── EXCERPT TO READ
Member of the Central Committee of the Malayan Communist Party
- In office October 1959 – 2 December 1989

Personal details
- Born: Koh Chye Kiet 25 August 1923 36 North Canal Road, Singapore, Straits Settlements
- Died: 3 September 1990 (aged 67) Changsha, Hunan Province, People's Republic of China
- Party: Communist Party of Malaya
- Spouse: Lee Meng ​(m. 1965)​
- Education: Raffles Institution

Chinese name
- Traditional Chinese: 陳田
- Simplified Chinese: 陈田
- Hanyu Pinyin: Chén Tián
- Jyutping: Can4 Tin4

= Chen Tien =

Malaysian politician (1923–1990)

Chen Tien or Chen Tian (陈田 (陳田, Chén Tián)) (25 August 1923 – 3 September 1990) was the head of the Central Propaganda Department of the Communist Party of Malaya (CPM).
────
── RECORDS SUPPLIED
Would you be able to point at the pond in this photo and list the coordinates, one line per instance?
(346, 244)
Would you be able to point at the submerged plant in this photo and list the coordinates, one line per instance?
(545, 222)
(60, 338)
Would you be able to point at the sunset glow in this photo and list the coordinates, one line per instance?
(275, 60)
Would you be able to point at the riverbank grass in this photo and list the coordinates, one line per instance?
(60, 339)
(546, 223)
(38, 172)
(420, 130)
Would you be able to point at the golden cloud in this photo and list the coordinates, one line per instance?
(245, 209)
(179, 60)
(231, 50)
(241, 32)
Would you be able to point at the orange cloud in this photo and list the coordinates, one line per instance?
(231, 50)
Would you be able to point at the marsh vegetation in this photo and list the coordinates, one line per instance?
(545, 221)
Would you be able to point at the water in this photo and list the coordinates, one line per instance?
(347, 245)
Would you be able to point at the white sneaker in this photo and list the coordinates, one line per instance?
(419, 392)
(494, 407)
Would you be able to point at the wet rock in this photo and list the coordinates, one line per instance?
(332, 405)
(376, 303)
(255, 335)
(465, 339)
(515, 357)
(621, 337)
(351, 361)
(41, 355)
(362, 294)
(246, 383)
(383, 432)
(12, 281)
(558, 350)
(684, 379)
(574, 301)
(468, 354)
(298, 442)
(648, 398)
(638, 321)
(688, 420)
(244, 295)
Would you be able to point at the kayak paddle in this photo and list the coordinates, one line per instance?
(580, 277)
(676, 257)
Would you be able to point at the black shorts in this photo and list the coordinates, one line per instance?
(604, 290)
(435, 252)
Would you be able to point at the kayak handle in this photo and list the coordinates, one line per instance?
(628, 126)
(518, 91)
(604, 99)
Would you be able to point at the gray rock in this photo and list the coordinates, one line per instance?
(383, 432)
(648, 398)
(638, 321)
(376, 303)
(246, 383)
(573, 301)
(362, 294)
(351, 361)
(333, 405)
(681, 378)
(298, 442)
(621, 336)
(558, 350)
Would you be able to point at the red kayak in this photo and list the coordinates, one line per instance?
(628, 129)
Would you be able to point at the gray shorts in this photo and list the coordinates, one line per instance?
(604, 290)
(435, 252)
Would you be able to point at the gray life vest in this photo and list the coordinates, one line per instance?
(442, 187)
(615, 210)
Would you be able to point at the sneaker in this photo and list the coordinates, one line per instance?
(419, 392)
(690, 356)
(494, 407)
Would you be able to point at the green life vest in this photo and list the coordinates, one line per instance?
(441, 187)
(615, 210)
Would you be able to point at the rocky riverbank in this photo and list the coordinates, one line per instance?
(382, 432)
────
■ **PROBLEM SET**
1. Quote the stretch of the Chen Tien profile from "Chinese name" through "of Malaya (CPM).".
2. According to the Chen Tien profile, which department of the Communist Party of Malaya did Chen Tien head?

■ **LIST OF SOLUTIONS**
1.
Chinese name
- Traditional Chinese: 陳田
- Simplified Chinese: 陈田
- Hanyu Pinyin: Chén Tián
- Jyutping: Can4 Tin4

= Chen Tien =

Malaysian politician (1923–1990)

Chen Tien or Chen Tian (陈田 (陳田, Chén Tián)) (25 August 1923 – 3 September 1990) was the head of the Central Propaganda Department of the Communist Party of Malaya (CPM).

2. The Central Propaganda Department